■ **THE PROBLEM**
Extract every line of the data that contains the word "gray". Letter case must match.
'''
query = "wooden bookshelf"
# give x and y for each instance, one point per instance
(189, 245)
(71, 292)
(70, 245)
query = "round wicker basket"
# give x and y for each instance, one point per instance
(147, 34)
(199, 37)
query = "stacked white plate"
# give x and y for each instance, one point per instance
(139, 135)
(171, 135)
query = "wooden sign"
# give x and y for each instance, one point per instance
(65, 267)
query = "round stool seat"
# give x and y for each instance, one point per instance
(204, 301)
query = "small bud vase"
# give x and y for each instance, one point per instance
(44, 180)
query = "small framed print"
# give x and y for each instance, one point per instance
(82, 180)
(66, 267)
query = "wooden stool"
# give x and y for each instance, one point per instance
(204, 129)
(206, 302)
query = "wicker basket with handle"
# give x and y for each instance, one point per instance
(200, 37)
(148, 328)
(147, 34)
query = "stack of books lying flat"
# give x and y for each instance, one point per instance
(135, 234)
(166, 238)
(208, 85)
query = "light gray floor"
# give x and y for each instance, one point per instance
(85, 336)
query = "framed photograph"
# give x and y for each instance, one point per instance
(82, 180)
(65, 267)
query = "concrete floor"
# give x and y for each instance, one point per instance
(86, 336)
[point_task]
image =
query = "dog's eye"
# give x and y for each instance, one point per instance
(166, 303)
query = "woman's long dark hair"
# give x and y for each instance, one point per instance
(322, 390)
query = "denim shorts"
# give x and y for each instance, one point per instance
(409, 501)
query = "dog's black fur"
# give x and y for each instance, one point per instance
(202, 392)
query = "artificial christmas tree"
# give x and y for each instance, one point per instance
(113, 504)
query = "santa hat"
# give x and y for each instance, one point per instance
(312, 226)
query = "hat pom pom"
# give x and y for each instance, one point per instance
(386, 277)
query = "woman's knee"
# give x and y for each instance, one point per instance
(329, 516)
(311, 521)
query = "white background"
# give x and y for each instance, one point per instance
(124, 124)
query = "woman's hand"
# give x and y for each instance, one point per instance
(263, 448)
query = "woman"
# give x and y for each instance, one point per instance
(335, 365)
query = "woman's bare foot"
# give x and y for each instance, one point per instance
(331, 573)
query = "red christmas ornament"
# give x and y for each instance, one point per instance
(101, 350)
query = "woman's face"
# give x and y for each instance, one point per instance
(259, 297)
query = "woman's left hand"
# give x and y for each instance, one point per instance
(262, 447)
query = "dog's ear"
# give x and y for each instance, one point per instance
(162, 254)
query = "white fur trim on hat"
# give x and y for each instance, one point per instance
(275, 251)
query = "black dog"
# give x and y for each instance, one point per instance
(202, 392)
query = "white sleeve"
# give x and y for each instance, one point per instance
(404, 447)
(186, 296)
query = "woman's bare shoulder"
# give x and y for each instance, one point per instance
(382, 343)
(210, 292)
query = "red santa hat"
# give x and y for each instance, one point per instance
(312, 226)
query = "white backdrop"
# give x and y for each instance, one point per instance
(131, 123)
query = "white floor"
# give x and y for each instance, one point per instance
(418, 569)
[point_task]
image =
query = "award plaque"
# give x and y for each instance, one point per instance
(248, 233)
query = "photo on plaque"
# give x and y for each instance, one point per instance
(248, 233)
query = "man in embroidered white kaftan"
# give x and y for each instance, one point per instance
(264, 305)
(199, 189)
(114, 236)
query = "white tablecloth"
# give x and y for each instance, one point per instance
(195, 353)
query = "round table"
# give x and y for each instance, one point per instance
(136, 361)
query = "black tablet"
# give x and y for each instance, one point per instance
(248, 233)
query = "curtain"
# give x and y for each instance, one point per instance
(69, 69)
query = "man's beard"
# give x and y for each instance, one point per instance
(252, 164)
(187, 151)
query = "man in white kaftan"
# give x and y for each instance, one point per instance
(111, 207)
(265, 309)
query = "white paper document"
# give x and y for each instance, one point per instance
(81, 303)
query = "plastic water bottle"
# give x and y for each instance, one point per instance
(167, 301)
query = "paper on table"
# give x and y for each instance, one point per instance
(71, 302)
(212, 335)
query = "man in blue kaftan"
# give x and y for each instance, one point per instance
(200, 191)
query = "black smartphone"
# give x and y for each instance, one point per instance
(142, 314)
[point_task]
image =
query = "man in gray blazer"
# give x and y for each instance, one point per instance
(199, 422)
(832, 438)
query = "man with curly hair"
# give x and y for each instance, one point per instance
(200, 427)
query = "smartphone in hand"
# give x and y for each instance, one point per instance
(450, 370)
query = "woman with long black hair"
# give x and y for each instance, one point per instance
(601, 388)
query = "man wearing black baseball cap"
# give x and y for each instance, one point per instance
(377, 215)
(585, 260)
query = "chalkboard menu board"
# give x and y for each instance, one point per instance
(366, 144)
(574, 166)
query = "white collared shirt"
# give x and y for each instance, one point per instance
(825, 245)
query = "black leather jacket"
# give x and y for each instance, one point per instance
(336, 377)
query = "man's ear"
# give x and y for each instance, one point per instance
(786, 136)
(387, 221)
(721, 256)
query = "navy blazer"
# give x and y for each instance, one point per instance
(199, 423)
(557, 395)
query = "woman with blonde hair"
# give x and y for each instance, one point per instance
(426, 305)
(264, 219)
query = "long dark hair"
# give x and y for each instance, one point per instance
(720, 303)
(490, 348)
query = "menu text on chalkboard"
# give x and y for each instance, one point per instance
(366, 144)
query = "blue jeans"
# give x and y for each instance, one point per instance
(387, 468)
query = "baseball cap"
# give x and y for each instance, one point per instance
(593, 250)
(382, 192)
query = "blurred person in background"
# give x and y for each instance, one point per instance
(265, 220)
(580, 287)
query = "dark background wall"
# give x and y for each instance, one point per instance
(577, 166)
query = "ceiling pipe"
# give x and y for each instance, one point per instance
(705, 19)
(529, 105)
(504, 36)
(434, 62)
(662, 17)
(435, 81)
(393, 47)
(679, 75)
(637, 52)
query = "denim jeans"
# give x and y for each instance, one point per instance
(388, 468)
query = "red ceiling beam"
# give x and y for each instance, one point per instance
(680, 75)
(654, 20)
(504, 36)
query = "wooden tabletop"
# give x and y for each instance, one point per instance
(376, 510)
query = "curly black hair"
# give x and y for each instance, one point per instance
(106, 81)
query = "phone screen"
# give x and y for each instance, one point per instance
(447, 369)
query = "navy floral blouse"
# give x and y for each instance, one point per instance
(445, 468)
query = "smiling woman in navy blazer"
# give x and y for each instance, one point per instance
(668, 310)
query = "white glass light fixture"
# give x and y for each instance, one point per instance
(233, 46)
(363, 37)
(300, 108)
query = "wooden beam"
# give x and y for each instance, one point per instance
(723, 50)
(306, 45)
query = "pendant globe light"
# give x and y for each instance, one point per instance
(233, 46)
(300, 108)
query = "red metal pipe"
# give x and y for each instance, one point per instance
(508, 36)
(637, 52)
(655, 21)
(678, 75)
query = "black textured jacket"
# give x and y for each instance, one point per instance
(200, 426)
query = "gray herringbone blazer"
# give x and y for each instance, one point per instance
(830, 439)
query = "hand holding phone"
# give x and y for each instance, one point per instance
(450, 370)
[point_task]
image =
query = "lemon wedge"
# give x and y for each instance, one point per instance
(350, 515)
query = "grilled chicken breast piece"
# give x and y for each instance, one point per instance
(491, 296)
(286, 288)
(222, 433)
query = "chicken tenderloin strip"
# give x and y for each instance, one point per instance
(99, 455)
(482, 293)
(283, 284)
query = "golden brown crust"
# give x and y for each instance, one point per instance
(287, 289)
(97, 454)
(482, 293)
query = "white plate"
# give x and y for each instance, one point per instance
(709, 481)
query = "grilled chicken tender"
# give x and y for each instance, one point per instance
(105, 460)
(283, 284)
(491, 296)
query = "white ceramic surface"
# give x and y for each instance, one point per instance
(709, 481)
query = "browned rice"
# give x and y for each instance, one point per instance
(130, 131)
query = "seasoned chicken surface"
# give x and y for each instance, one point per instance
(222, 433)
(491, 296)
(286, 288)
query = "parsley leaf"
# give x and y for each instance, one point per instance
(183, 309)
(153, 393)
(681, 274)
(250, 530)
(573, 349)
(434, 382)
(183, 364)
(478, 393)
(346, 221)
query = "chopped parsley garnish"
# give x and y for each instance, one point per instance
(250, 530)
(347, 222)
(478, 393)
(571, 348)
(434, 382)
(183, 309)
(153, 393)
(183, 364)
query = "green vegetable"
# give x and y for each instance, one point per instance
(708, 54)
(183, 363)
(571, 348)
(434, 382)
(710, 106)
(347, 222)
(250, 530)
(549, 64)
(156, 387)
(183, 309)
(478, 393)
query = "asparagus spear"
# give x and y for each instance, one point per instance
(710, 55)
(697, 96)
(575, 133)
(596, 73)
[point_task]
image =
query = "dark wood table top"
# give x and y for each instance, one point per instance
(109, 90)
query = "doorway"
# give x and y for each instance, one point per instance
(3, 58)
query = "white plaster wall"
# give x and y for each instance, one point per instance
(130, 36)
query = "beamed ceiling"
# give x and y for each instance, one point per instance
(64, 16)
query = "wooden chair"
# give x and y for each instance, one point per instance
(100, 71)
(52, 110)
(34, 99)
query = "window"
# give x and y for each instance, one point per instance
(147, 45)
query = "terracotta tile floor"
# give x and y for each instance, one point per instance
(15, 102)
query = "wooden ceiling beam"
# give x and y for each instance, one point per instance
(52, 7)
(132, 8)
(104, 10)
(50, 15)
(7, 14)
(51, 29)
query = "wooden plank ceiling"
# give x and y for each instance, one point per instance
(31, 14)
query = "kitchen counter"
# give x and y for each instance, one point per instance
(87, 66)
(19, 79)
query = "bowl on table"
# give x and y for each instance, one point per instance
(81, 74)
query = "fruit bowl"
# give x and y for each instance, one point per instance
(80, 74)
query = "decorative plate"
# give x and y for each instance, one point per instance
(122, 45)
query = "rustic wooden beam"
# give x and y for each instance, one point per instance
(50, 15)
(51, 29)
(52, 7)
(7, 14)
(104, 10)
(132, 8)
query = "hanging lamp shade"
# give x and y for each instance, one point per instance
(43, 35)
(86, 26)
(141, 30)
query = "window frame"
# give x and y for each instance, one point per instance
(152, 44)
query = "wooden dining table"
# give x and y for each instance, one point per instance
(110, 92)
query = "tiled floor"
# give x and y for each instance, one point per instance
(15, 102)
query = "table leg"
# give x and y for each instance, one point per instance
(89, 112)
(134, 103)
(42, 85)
'''
■ **REPLY TO THE EXERCISE**
query = "light gray floor"
query = "man in gray blazer"
query = "gray herringbone blazer"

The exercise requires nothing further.